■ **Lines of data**
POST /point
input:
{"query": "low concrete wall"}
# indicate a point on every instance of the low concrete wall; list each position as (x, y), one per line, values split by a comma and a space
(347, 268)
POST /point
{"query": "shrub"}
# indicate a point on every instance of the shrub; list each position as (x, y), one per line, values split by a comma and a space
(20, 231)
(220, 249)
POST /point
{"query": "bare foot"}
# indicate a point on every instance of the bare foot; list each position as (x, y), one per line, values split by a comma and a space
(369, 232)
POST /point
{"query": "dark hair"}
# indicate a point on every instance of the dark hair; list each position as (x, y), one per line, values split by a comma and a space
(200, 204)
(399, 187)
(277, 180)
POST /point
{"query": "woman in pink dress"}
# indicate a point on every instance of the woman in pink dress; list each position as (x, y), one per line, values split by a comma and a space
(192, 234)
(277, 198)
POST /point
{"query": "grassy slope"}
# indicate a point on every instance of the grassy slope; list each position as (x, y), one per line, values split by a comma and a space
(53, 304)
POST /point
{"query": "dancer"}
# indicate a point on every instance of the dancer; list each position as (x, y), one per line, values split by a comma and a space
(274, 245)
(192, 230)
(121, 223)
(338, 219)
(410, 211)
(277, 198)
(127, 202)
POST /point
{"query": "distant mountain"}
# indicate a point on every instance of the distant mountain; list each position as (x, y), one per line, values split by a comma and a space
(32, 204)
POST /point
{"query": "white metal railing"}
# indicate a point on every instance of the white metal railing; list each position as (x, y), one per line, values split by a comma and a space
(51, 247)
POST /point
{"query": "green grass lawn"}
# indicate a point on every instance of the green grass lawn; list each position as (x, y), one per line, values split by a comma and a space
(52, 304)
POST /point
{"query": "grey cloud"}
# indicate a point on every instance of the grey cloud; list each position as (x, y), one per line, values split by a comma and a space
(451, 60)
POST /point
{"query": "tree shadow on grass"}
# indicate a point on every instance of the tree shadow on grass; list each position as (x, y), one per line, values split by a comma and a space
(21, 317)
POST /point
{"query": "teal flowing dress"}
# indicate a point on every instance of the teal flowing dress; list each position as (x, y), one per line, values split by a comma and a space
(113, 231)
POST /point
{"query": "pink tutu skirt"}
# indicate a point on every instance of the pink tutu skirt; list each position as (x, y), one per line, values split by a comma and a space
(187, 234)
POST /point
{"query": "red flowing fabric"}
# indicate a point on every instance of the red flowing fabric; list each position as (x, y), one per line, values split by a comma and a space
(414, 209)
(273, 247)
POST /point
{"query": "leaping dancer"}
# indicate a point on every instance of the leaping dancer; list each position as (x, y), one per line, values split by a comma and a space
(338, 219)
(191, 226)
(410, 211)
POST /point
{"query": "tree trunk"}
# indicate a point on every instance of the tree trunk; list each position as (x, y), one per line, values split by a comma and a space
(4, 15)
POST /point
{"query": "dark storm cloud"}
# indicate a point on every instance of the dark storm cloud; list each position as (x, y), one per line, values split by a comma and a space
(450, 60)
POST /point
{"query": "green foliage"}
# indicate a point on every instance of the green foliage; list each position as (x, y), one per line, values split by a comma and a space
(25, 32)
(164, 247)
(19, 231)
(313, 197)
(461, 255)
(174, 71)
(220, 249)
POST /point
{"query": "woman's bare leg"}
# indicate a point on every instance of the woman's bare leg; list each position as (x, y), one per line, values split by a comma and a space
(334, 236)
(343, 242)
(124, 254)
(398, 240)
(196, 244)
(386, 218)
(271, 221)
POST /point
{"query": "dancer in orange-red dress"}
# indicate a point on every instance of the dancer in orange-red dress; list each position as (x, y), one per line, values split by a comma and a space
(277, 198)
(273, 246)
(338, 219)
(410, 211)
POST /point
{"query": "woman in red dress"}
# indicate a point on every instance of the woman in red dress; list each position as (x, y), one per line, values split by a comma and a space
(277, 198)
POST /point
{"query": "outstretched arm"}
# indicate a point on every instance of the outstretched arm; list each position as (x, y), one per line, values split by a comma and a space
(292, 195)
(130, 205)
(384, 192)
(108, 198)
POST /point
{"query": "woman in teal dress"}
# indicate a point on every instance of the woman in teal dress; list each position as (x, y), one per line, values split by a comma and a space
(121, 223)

■ **Instruction**
Each line of the material should be duplicated exactly, please.

■ **Output for this task**
POST /point
input:
{"query": "low concrete wall"}
# indicate a point on every instance of the low concrete wall; list each position as (x, y), one per line, values split by a comma and a space
(347, 268)
POST /point
{"query": "shrub"}
# indicate a point on every instance of the shrub; list each position as (x, y), one per line, values split by a comma and a space
(20, 231)
(220, 249)
POST /point
{"query": "bare foot"}
# indicate a point on every instance of the bare foot; list each position as (x, y), one per line, values split by a comma and a space
(369, 232)
POST /point
{"query": "dark hair"}
# indicate a point on every instance of the dark hair; list each position as (x, y), one per line, values split by a comma and a space
(200, 204)
(399, 187)
(277, 180)
POST /point
{"query": "woman in pink dress"}
# indicate a point on every instance of the woman in pink dress; list each position as (x, y), one per line, values split by a comma and a space
(192, 234)
(277, 198)
POST /point
{"query": "grassy slope"}
# indicate a point on every instance of the grassy slope; list each position as (x, y), one per line, values split by a comma and a space
(53, 304)
POST /point
{"query": "dancer"}
# indicate a point on every instance of the dancer; list each position as (x, y), one per line, values split by a comma and a space
(274, 245)
(192, 230)
(121, 223)
(338, 219)
(410, 211)
(277, 198)
(127, 202)
POST /point
{"query": "distant mountain"}
# indicate a point on every instance of the distant mountain; list each position as (x, y), one per line, values split by a comma and a space
(32, 204)
POST /point
{"query": "white metal railing"}
# indicate a point on every instance of the white metal railing; list each position as (x, y), one per line, values split by a comma and a space
(51, 247)
POST /point
{"query": "green grass lawn"}
# indicate a point on every instance of the green grass lawn; list each position as (x, y), one per line, values split by a comma and a space
(52, 304)
POST /point
{"query": "grey cloud"}
# indicate a point on every instance of the grey cloud; list each position as (x, y), one per line, values split by a comma and a space
(451, 60)
POST /point
{"query": "tree shadow on grass"}
# indicate a point on every instance of the tree shadow on grass; list each position as (x, y), one per line, values split by a comma and a space
(21, 317)
POST /point
{"query": "teal flowing dress"}
# indicate a point on every instance of the teal flowing dress; list each position as (x, y), one per line, values split by a comma and a space
(113, 231)
POST /point
{"query": "pink tutu skirt"}
# indicate a point on every instance of the pink tutu skirt; list each position as (x, y), one per line, values split by a comma and a space
(187, 234)
POST /point
{"query": "red flowing fabric"}
# indicate a point on every instance of the red flowing fabric; list each position as (x, y), one per line, values split by a comma and a space
(414, 209)
(273, 247)
POST /point
{"query": "leaping dancer"}
# indicate a point on every instance of the leaping dancer; list each position as (x, y), one per line, values split by a comma and a space
(338, 219)
(191, 226)
(410, 211)
POST /point
{"query": "tree trunk"}
# indicate a point on every instance of the tree trunk; list each position as (x, y), one per line, values split by a comma and a space
(4, 15)
POST /point
{"query": "dark storm cloud"}
# indicate a point on every instance of the dark storm cloud; list each position as (x, y), one per line, values split by a comma and a space
(450, 60)
POST /point
{"query": "green foliage"}
# indicate a point on every instance of the green foliage; list each position as (x, y), one per line, values split by a comma and a space
(25, 32)
(164, 247)
(19, 231)
(313, 197)
(461, 255)
(174, 71)
(220, 249)
POST /point
{"query": "woman's bare leg"}
# indicate a point on every instance of the woman's bare leg; list each position as (x, y), one per line, values split by a comma and a space
(334, 236)
(343, 242)
(124, 254)
(398, 240)
(196, 244)
(386, 218)
(271, 221)
POST /point
{"query": "dancer in orange-red dress"}
# indicate a point on every instance of the dancer in orange-red dress; list each position as (x, y), one per line, values split by a comma and a space
(277, 198)
(273, 246)
(338, 219)
(410, 211)
POST /point
{"query": "woman in red dress"}
# indicate a point on every instance of the woman in red dress; list each position as (x, y), one per line, values split by a comma and a space
(277, 198)
POST /point
{"query": "outstretched arm"}
# indicate a point on every instance of the outstretched arm; list each position as (x, y), one per line, values split by a comma and a space
(292, 195)
(130, 205)
(384, 192)
(108, 198)
POST /point
{"query": "woman in teal dress"}
# indicate a point on every instance of the woman in teal dress; list each position as (x, y), one per line, values split by a comma and a space
(121, 223)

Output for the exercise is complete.